Rédigez la suite de la chronique sur la réforme des retraites et la TVA de justice sociale, en enchaînant directement après sa dernière phrase.

# Extrait du texte
▬▬▬▬▬▬▬▬▬▬
La chronique de Patrick Pilcer
05H43 - jeudi 26 janvier 2023

Pour une TVA de justice sociale. La chronique de Patrick Pilcer

 

Finalement la réforme des retraites que propose le Gouvernement d’Elizabeth Borne aura eu un grand avantage, celui de redonner aux Français le goût du débat.

Et tant mieux car notre pays manque d’une circulation organisée de la Parole. Les Élections n’ont, faute à Poutine et à la guerre en Ukraine, pas été la traditionnelle occasion que ces grands moments démocratiques nous permettent de penser, d’échanger et de véritablement choisir un modèle de société, ou les évolutions nécessaires de notre Vivre ensemble. Nous n’avons pas encore pensé la France 2050, ensemble. Et nous devons absolument faire cet effort de pensée, individuellement puis collectivement, et à nos parlementaires de réunir cette pensée éparse et la traduire en textes.

Pas un diner, pas une réunion donc sans que le sujet des retraites ne soit abordé. Chacun y va de sa solution, ne rien faire, toucher à l’âge, au nombre d’annuités ou de trimestres, mieux prendre en compte de la pénibilité réelle, la carrière par nature différente des femmes ayant donné naissance, modifier le nombre d’heures travaillées dans la semaine et en finir avec l’absurdité des 35 heures, remettre en place une politique nataliste volontariste, etc…  

Cela ne se retrouve pas du tout dans nos médias, où le binaire domine, gouvernement contre grévistes, oui/non, le bien le mal, mais pas la diversité du champ des possibles. Certains responsables de grandes entreprises en viennent même, du coup, à sortir de leur devoir de réserve et de leur neutralité, faute de se retrouver dans le miroir cathodique.
▬▬▬▬▬▬▬▬▬▬
# Données enregistrées

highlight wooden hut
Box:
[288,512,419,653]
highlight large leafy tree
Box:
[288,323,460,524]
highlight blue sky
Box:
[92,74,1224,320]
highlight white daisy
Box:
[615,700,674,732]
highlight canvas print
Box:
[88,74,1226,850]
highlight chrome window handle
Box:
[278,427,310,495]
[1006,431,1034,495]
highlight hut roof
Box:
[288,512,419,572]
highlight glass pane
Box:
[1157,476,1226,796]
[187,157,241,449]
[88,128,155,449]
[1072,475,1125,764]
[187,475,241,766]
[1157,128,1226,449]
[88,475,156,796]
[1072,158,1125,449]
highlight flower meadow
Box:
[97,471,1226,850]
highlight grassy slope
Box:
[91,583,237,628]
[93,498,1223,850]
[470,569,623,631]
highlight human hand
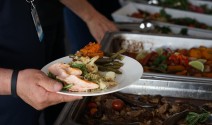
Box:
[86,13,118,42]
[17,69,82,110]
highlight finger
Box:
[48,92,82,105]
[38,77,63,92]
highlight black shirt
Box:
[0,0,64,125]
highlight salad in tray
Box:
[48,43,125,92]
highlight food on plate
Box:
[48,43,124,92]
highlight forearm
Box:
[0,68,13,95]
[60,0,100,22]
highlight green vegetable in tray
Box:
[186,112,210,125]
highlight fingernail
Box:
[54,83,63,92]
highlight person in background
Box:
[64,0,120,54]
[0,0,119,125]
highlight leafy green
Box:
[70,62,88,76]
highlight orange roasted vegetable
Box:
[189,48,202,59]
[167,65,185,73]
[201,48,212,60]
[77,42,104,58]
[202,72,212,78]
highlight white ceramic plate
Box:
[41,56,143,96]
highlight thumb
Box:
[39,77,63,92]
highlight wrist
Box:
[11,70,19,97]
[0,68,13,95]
▬▬▬▬▬▬▬▬▬▬
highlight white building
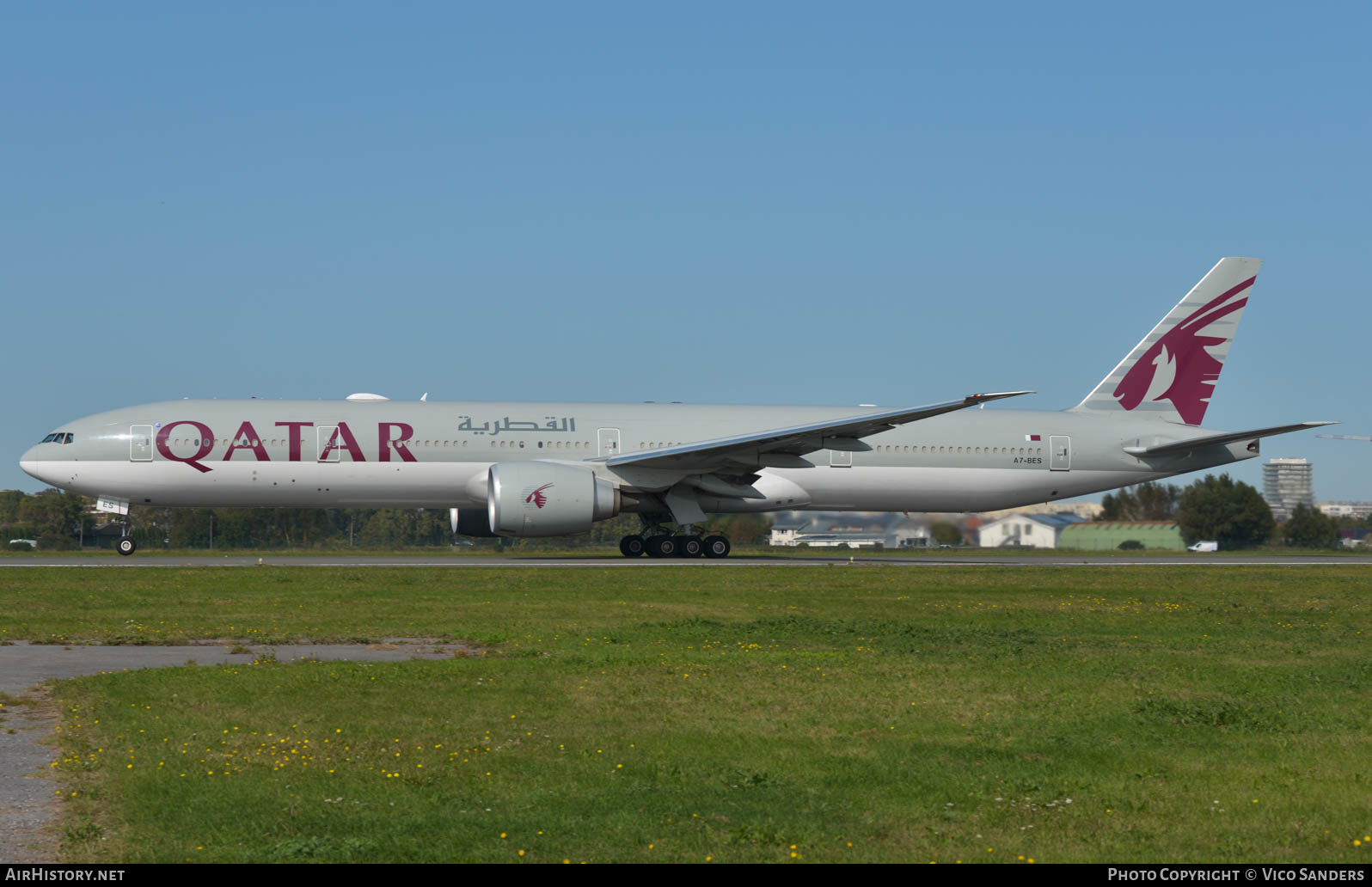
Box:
▬▬▬▬▬▬▬▬▬▬
# Résultat de l'exercice
Chacun a sa solution, sa vérité, en fait son propre vécu, sa propre vision de la vérité, et tous ont souvent un peu raison car chaque parcours est différent. Au bout du compte, il nous faudra, collectivement, par le choix de nos représentants au Parlement, trancher, choisir, ajuster le kaléidoscope des possibles. Le moment est bien sûr délicat pour le gouvernement car les Français souffrent de la baisse de leur pouvoir d’achat, et ils ont, à tort, le sentiment qu’au lieu de les aider, cette réforme leur maintiendrait encore plus la tête sous l’eau.

Je l’ai déjà dit et écrit, l’âge n’est pas l’Alpha et l’Omega du nécessaire équilibre de nos systèmes de retraites, d’autant que demain, et j’aurais aimé que ce soit dès avant-hier, il nous faudra prolonger l’exercice sur le retour à l’équilibre du Budget France, la baisse des dépenses publiques par la refondation de notre modèle de service public.

Mais en matière de retraite, directement ou indirectement, par l’âge légal ou par le nombre de trimestres, l’âge entre bien en ligne de compte.

Il faut absolument souligner que l’argument majeur de la nécessité de la réforme n’est pas, contrairement à ce qu’on entend, l’équilibre du système. Le système est sur 2021 et 2022 en léger excédent, après 2020 en déficit fort, mais dans les années qui viennent, les recettes matcheront les dépenses.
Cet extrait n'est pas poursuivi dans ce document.